> [ЗАДАНИЕ]:
Пожалуйста, выпишите из фрагмента о поэме «Мцыри» все разные выражения в кавычках-«ёлочках», каждое по одному разу и без кавычек. Расположите их в порядке первого появления в тексте.

> [ФРАГМЕНТ]:
Андрей Немзер - При свете Жуковского. Очерки истории русской литературы
Сложное схождение и расхождение знакомых мотивов, постоянная оглядка на их прежние контексты, игра со свободным потоком ассоциаций, которые не могут не порождать устойчивые формулы, организуют лирическое целое «Мцыри». Читатель, словно повторяя путь поэта, принужден кружиться по романтическому космосу, припоминать старые стихи (точнее, они всплывают в подсознании помимо воли поэта и читателя), в том числе и лермонтовские. Мотивной разноголосице противостоит (на самом деле – организует ее) единство тона, энергия стихового монолога, заставляющего почти отождествить героя и автора. Простое таит в себе сложное, а сложное готово обернуться простым. Музыкальность постоянно берет верх над литературностью, ассоциации важнее прямого рассказа, что чувствовал еще Белинский, недаром сравнивший «Мцыри» с «превосходной оперой», сочиненной на основе «посредственного либретто».
Исследователями неоднократно отмечалась антитетичность мышления Лермонтова, сказавшаяся в его поэтическом стиле. В самом деле, в «Мцыри» ясно видны однозначные антитезы героев (Мцыри и старый монах) или пространственных сфер (монастырь и воля). Не менее любопытно другое – стремление поэта увидеть в каждом явлении, в каждой крупице бытия скрытую антитезу, его умение ощутить все мироздание как неустоявшееся и убегающее от однозначной оценки, всегда способное обернуться собственной противоположностью, подобно тому, как превратилась в «чудо морское с зеленым хвостом» морская царевна.
«Музыкальная» природа вершинных лермонтовских поэм – «Демона» и «Мцыри» – призвана запечатлеть незапечатлимое. Яркое, но словно бы неустойчивое, вибрирующее смыслами слово Лермонтова, его кажущиеся противоречия становятся точным аналогом зыблющегося мира, над загадкой которого бьется поэт. Эстетическое совершенство поэмы, что заставляет воспринимать ее как монолит, сверкающий всеми цветами радуги, не отменяет, но подразумевает внутреннюю смысловую конфликтность. Апофеоз лермонтовской поэтической мощи должен рождать не ответы, но вопросы; восхищение художественной энергией поэмы не отменяет той тревоги, с которой она начиналась когда-то для Лермонтова: «Страстная душа томится…».

> [ЛИСТИНГ ДАННЫХ]:
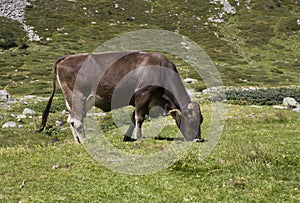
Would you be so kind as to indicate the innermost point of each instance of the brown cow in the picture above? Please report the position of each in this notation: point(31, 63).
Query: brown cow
point(116, 79)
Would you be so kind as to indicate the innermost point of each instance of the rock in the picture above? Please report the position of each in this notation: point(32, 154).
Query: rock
point(20, 117)
point(9, 125)
point(279, 107)
point(290, 102)
point(59, 123)
point(296, 110)
point(4, 96)
point(64, 112)
point(131, 18)
point(191, 81)
point(28, 111)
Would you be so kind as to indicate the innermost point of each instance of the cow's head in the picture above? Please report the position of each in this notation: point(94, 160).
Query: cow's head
point(188, 121)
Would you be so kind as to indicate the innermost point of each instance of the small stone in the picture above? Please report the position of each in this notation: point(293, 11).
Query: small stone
point(59, 123)
point(4, 96)
point(290, 102)
point(296, 110)
point(279, 107)
point(9, 125)
point(55, 167)
point(28, 111)
point(20, 118)
point(131, 18)
point(191, 81)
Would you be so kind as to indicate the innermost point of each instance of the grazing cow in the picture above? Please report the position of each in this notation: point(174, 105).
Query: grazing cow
point(112, 80)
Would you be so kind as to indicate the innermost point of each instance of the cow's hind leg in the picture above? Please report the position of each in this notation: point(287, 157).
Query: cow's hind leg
point(128, 134)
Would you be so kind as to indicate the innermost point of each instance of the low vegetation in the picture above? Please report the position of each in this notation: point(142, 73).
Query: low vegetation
point(257, 156)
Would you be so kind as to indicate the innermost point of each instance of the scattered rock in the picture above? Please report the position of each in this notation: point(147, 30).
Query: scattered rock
point(54, 167)
point(191, 81)
point(279, 107)
point(9, 125)
point(59, 123)
point(20, 117)
point(130, 18)
point(4, 96)
point(296, 110)
point(290, 102)
point(64, 112)
point(28, 111)
point(257, 107)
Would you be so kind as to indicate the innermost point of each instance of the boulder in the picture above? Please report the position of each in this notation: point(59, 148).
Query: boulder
point(4, 96)
point(28, 111)
point(290, 102)
point(9, 125)
point(191, 81)
point(296, 110)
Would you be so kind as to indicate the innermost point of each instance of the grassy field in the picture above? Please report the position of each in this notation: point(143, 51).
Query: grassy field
point(256, 160)
point(257, 156)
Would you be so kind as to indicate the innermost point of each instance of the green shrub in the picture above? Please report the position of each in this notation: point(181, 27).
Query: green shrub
point(271, 96)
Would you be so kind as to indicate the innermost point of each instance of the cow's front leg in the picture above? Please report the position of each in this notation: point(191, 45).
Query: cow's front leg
point(76, 128)
point(139, 119)
point(128, 134)
point(76, 117)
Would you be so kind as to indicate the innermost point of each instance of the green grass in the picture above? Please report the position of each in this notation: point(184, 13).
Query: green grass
point(253, 162)
point(257, 157)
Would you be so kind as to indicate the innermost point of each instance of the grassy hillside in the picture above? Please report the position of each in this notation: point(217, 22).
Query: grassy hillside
point(257, 46)
point(257, 162)
point(257, 156)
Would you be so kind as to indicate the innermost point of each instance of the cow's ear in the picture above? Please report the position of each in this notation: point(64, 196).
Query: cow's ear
point(175, 113)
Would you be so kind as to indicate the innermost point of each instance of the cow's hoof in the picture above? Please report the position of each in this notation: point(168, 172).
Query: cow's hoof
point(128, 139)
point(198, 140)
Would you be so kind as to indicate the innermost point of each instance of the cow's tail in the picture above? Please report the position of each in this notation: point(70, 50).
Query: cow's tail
point(47, 109)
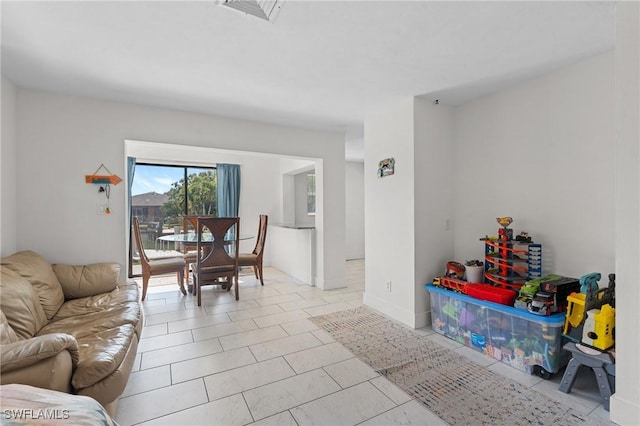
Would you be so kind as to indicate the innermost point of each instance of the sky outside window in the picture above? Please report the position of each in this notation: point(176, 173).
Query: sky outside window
point(155, 179)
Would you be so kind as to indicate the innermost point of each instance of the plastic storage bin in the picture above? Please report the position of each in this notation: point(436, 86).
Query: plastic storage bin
point(527, 342)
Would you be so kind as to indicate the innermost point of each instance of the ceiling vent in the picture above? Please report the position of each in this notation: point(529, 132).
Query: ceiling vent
point(263, 9)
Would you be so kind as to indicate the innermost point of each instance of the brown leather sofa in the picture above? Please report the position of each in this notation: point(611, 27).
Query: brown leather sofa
point(68, 328)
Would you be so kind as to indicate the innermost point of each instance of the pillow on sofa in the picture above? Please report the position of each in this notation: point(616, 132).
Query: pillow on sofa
point(20, 304)
point(87, 280)
point(7, 335)
point(34, 268)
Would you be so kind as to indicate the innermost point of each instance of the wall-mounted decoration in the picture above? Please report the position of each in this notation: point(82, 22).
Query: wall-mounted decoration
point(386, 167)
point(105, 181)
point(97, 179)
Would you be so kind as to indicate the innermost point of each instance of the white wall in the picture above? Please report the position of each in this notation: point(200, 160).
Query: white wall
point(541, 152)
point(625, 403)
point(354, 210)
point(62, 138)
point(389, 206)
point(434, 168)
point(8, 218)
point(407, 228)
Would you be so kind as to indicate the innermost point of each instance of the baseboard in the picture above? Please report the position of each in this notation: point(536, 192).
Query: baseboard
point(392, 311)
point(623, 412)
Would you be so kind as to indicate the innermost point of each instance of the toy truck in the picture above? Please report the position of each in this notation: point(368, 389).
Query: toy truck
point(543, 304)
point(526, 294)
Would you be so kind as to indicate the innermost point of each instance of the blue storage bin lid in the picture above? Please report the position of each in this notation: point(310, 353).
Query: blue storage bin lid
point(555, 320)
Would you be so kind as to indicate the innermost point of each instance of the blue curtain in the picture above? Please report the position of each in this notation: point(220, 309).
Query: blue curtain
point(131, 171)
point(228, 189)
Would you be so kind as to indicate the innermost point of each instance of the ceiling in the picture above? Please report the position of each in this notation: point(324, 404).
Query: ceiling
point(320, 64)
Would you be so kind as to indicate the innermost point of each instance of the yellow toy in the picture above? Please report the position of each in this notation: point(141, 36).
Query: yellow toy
point(599, 327)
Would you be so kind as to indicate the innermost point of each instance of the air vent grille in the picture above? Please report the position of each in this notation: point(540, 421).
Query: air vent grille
point(263, 9)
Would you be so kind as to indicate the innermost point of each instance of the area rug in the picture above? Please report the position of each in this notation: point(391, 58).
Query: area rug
point(454, 388)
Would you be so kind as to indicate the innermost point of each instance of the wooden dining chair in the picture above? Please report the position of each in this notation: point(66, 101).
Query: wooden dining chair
point(214, 265)
point(152, 267)
point(190, 222)
point(254, 259)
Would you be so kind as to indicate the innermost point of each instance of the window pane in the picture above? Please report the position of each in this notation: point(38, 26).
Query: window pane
point(311, 193)
point(202, 194)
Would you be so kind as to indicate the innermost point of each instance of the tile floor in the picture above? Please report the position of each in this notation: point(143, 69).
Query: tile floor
point(261, 361)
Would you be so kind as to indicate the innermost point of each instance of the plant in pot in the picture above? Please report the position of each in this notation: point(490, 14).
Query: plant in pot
point(474, 270)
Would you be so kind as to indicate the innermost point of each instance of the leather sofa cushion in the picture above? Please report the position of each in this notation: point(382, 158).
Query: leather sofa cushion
point(101, 354)
point(93, 323)
point(87, 280)
point(7, 335)
point(37, 270)
point(123, 294)
point(20, 305)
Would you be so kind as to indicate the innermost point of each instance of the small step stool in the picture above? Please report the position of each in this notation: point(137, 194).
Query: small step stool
point(602, 364)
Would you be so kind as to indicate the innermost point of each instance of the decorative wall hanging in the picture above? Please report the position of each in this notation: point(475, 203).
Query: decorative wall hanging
point(105, 181)
point(386, 167)
point(97, 179)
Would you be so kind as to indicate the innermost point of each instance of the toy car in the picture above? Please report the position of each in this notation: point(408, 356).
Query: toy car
point(543, 304)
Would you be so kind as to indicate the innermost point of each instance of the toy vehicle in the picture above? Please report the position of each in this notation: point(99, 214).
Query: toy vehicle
point(543, 304)
point(526, 294)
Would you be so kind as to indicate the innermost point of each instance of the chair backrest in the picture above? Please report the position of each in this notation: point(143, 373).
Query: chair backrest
point(262, 235)
point(138, 237)
point(190, 221)
point(214, 254)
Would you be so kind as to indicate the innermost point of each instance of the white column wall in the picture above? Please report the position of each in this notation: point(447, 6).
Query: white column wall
point(8, 156)
point(354, 210)
point(389, 205)
point(62, 138)
point(434, 169)
point(625, 403)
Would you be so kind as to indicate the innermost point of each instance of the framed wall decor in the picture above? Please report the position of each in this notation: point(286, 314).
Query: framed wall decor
point(386, 167)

> [ОТВЕТ]:
Мцыри
превосходной оперой
посредственного либретто
чудо морское с зеленым хвостом
Музыкальная
Демона
Страстная душа томится…